[Entries from a point annotation set]
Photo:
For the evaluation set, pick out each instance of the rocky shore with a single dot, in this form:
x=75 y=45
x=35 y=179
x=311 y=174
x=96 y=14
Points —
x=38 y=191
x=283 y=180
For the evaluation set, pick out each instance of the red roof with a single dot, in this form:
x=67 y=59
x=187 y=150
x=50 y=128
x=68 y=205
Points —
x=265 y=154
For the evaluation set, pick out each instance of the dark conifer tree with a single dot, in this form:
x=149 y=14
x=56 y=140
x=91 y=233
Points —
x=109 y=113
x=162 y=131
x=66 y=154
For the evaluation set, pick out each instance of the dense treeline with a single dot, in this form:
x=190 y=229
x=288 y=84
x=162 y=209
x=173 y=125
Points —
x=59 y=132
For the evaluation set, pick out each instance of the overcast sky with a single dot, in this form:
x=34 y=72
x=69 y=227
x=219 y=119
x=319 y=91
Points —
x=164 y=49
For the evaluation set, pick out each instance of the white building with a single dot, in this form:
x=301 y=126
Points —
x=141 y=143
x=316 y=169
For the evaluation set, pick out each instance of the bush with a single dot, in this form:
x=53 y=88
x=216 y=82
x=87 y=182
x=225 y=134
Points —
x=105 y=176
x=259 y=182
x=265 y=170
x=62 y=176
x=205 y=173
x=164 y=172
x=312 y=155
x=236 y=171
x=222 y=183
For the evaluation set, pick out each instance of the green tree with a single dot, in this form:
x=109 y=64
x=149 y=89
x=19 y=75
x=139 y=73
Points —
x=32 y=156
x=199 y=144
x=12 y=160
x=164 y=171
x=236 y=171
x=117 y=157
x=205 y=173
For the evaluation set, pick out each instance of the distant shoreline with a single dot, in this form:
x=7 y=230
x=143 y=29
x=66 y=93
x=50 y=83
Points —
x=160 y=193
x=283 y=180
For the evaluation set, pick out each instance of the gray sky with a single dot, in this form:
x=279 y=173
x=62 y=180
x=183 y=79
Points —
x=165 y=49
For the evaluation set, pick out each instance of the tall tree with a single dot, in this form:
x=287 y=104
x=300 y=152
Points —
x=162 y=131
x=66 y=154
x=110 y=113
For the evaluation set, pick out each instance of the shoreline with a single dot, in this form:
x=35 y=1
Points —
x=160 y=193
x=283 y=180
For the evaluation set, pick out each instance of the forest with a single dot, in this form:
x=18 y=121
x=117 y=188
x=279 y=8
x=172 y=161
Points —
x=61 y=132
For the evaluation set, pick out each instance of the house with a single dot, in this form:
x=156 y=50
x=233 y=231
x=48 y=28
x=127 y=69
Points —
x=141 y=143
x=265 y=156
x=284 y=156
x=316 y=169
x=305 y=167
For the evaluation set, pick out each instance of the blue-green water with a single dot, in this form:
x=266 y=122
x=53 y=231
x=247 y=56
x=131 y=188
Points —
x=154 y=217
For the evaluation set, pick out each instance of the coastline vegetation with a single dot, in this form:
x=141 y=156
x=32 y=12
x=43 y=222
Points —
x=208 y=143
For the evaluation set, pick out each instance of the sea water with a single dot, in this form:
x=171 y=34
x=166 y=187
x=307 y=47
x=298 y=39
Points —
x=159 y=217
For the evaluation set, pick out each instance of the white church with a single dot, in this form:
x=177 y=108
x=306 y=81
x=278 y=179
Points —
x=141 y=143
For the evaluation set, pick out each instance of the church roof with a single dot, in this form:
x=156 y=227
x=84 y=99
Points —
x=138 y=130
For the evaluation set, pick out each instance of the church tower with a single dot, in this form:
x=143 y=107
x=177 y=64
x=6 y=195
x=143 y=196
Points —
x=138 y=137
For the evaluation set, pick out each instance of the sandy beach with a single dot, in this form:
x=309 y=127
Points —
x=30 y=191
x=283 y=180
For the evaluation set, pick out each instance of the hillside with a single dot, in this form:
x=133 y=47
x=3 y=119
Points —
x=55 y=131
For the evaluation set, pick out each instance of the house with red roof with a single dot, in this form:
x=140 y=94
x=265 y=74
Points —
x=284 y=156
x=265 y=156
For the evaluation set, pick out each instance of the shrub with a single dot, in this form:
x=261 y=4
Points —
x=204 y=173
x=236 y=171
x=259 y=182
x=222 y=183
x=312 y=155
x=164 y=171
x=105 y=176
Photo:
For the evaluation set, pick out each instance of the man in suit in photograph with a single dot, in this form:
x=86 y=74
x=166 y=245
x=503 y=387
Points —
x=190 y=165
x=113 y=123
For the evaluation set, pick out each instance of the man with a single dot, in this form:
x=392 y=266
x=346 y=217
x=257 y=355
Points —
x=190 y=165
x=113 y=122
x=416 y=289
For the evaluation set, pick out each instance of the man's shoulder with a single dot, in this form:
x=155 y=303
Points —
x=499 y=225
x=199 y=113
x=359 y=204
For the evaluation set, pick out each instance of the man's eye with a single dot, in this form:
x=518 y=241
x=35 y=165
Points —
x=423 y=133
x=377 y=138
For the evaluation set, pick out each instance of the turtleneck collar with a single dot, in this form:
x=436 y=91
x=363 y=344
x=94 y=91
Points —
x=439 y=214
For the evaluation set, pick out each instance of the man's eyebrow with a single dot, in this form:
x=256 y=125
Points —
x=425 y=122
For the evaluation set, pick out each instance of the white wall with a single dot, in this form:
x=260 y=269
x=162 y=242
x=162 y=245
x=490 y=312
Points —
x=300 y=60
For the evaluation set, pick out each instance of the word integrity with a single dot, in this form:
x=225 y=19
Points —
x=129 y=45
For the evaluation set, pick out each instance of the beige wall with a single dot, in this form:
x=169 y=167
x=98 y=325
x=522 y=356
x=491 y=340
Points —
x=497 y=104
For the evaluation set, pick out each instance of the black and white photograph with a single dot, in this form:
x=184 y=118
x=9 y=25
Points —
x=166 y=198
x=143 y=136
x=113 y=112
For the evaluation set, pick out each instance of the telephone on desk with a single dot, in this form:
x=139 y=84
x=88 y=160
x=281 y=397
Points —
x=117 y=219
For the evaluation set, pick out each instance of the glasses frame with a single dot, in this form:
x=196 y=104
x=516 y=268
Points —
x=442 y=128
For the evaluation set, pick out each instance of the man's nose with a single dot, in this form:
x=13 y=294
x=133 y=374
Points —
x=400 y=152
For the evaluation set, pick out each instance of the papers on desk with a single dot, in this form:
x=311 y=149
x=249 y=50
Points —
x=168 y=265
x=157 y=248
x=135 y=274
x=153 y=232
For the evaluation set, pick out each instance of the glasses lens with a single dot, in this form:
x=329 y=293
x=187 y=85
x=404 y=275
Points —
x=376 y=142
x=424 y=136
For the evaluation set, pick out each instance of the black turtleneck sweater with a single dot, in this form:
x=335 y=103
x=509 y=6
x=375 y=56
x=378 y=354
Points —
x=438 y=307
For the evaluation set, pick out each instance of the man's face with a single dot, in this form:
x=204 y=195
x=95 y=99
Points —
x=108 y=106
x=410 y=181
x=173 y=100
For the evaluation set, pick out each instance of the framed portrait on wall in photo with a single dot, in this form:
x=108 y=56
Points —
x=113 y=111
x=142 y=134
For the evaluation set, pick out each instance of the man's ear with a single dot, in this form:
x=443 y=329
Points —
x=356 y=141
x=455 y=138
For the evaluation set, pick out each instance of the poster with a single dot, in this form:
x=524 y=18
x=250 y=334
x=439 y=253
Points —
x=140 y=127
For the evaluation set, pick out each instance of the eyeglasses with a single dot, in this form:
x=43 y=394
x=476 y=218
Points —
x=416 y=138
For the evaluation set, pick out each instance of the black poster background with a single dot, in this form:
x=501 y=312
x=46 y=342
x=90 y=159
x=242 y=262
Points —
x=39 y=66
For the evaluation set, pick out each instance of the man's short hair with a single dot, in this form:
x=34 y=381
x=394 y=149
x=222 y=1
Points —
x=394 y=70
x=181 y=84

---

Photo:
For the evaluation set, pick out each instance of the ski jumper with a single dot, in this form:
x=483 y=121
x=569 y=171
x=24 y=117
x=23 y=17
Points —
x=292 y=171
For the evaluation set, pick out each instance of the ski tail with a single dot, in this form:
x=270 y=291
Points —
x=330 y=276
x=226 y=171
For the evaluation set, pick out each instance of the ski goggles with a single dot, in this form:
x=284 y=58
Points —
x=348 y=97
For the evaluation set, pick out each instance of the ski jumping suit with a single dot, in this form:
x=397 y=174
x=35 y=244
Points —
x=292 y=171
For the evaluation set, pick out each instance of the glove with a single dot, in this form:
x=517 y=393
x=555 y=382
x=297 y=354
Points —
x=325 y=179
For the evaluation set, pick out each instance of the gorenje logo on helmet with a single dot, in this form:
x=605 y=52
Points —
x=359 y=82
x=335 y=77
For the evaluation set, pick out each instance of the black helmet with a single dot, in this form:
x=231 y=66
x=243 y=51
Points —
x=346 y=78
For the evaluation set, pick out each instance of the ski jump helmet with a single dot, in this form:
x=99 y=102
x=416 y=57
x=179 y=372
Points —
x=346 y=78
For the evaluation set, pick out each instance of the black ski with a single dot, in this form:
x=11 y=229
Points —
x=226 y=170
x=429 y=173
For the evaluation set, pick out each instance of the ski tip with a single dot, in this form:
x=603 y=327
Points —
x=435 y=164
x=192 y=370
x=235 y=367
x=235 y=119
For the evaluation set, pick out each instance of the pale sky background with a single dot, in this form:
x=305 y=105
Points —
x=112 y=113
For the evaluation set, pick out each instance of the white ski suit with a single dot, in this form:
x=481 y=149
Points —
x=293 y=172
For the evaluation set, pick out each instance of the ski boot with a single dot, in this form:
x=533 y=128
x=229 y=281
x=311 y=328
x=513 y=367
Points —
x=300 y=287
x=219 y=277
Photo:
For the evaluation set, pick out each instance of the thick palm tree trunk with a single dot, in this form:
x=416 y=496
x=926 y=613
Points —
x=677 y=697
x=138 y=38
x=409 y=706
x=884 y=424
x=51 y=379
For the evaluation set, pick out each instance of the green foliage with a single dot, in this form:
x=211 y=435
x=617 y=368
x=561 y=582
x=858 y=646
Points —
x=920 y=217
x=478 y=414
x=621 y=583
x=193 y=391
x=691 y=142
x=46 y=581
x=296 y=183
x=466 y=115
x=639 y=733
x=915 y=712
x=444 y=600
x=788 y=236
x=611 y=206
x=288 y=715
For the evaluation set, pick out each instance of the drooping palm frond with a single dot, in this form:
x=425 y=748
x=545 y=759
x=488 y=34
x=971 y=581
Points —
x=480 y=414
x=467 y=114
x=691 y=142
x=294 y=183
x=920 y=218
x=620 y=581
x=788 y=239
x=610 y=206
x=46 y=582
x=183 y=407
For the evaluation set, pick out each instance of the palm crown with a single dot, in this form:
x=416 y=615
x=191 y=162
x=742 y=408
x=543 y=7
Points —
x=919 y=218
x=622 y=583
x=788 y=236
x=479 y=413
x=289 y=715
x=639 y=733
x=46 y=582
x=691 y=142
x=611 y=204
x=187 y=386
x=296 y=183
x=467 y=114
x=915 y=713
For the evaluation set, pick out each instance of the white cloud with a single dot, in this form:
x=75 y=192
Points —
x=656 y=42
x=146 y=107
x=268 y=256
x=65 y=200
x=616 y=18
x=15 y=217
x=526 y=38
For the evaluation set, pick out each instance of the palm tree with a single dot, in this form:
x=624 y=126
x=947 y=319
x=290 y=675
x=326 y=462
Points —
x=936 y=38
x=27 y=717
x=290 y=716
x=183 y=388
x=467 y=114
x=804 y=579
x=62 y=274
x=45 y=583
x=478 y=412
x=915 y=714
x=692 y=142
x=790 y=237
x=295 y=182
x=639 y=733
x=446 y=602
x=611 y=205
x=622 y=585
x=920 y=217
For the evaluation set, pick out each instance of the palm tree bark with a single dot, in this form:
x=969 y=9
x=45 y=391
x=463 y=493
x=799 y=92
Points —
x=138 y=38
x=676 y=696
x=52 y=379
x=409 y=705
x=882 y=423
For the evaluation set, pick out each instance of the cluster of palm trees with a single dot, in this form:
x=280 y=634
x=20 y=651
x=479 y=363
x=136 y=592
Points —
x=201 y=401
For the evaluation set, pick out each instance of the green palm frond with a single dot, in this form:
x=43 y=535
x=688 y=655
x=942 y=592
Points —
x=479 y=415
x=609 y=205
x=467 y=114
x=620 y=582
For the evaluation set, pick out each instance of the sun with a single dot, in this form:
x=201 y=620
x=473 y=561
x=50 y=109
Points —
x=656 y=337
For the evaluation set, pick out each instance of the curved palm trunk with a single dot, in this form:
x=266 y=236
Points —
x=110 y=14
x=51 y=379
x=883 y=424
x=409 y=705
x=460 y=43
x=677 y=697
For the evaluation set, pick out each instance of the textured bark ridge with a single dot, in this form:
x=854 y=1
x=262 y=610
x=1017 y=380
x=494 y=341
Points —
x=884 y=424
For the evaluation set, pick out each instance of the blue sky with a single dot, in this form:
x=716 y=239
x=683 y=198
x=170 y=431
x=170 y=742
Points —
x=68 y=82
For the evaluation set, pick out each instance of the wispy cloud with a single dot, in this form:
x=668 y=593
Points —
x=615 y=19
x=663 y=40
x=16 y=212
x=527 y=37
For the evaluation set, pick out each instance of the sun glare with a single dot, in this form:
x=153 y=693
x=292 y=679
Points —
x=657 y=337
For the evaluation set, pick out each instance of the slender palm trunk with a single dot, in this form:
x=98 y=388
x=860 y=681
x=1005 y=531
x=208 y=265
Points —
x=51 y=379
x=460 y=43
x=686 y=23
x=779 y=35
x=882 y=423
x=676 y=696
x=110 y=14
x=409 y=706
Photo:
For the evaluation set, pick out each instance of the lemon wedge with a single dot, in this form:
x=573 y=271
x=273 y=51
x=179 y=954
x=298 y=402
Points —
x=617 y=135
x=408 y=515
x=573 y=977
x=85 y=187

> _Requirement_
Take the part of the listing that opens with the line containing "the black ski" and closes with the line containing "x=219 y=277", and write those lines out again with "pale sky background" replaced by "bright sky background" and everything else left unchanged.

> _Reply_
For the evaluation set, pick out each instance of the black ski with a single dot, in this form:
x=11 y=229
Points —
x=226 y=170
x=429 y=173
For the evaluation set, pick out each instance of the ski tip with a single dot, in this form:
x=603 y=327
Points —
x=435 y=164
x=192 y=370
x=235 y=367
x=235 y=119
For the evaluation set, pick out each instance of the bright sky background with a single dot, in this form:
x=305 y=105
Points —
x=112 y=113
For the evaluation set, pick out each instance of the white ski suit with a single dot, in this form:
x=481 y=149
Points —
x=293 y=172
For the evaluation set, pick out each instance of the ski boot with a single dot, in this form:
x=533 y=128
x=229 y=281
x=311 y=328
x=513 y=367
Points —
x=300 y=287
x=219 y=277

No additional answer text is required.